++++ Texto para análise ++++

A abordagem da maioria dos programas é tão acrítica no que tange aos fundamentos da ciência que fica a sensação de que ela é algo neutro, natural, que está no mundo -se é que não o engendrou- para promover a felicidade humana.
No Discovery, a ciência salva vidas, dá-lhes qualidade, explica praticamente tudo o que queremos saber e ainda ajuda a combater o crime, até assassinatos ocorridos séculos atrás, que puderam ser desvendados graças aos avanços da medicina forense. É como se a ciência ocupasse um lugar entre o do super-homem e o de Deus.
Não pretendo aqui, é óbvio, demonstrar que a ciência é algo intrinsecamente mau. Ao contrário, reconheço a utilidade do forno de microondas. O saber técnico melhorou e prolongou a vida do homem. Isso é indiscutível. Na pior das hipóteses, a humanidade já conta com métodos contraceptivos mais práticos do que as fezes de crocodilo do Nilo.
Subjaz ao Discovery um positivismo do tipo mais tacanho. E o risco de tomar a ciência tão acriticamente e atribuir-lhe um valor tão elevado é que deixamos de considerar outras formas de pensamento, não-científicas, mas nem por isso menos válidas.
O filósofo alemão Martin Heidegger elaborou uma feroz crítica à ciência. Para Heidegger, o pensamento científico é um pensamento calculista ("rechnendes Denken") que procura organizar o mundo em instantâneos, compartimentalizando-o para dele tirar proveito. Segundo Heidegger, "a ciência não pensa". No máximo, ela conta, calcula.

++++ Material de estudo ++++

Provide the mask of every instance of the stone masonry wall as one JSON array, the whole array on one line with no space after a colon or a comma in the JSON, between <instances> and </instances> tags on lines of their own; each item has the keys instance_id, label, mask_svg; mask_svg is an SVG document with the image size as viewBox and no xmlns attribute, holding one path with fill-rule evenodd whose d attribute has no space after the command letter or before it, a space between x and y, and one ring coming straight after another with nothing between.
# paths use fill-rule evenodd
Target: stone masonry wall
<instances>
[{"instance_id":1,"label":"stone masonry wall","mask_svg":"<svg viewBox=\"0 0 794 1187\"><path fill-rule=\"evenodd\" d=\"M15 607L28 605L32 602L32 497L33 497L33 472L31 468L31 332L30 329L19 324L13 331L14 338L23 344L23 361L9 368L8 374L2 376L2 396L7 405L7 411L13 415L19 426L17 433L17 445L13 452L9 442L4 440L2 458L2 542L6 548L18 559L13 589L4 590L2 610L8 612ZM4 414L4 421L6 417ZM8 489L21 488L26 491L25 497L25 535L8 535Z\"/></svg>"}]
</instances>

++++

## [Exercício 1]
Transcreva o trecho do texto sobre a ciência que começa em "Subjaz ao Discovery" e termina em "ela conta, calcula.".
## [Exercício 2]
Responda com base no texto sobre a ciência:
(a) Que crimes, segundo o texto, puderam ser desvendados graças aos avanços da medicina forense?
(b) De que aparelho o texto reconhece a utilidade?
(c) Para Heidegger, que tipo de pensamento é o pensamento científico?

## [Área de resposta 1]
Subjaz ao Discovery um positivismo do tipo mais tacanho. E o risco de tomar a ciência tão acriticamente e atribuir-lhe um valor tão elevado é que deixamos de considerar outras formas de pensamento, não-científicas, mas nem por isso menos válidas.
O filósofo alemão Martin Heidegger elaborou uma feroz crítica à ciência. Para Heidegger, o pensamento científico é um pensamento calculista ("rechnendes Denken") que procura organizar o mundo em instantâneos, compartimentalizando-o para dele tirar proveito. Segundo Heidegger, "a ciência não pensa". No máximo, ela conta, calcula.

## [Área de resposta 2]
(a) Assassinatos ocorridos séculos atrás.
(b) Do forno de microondas.
(c) Um pensamento calculista ("rechnendes Denken").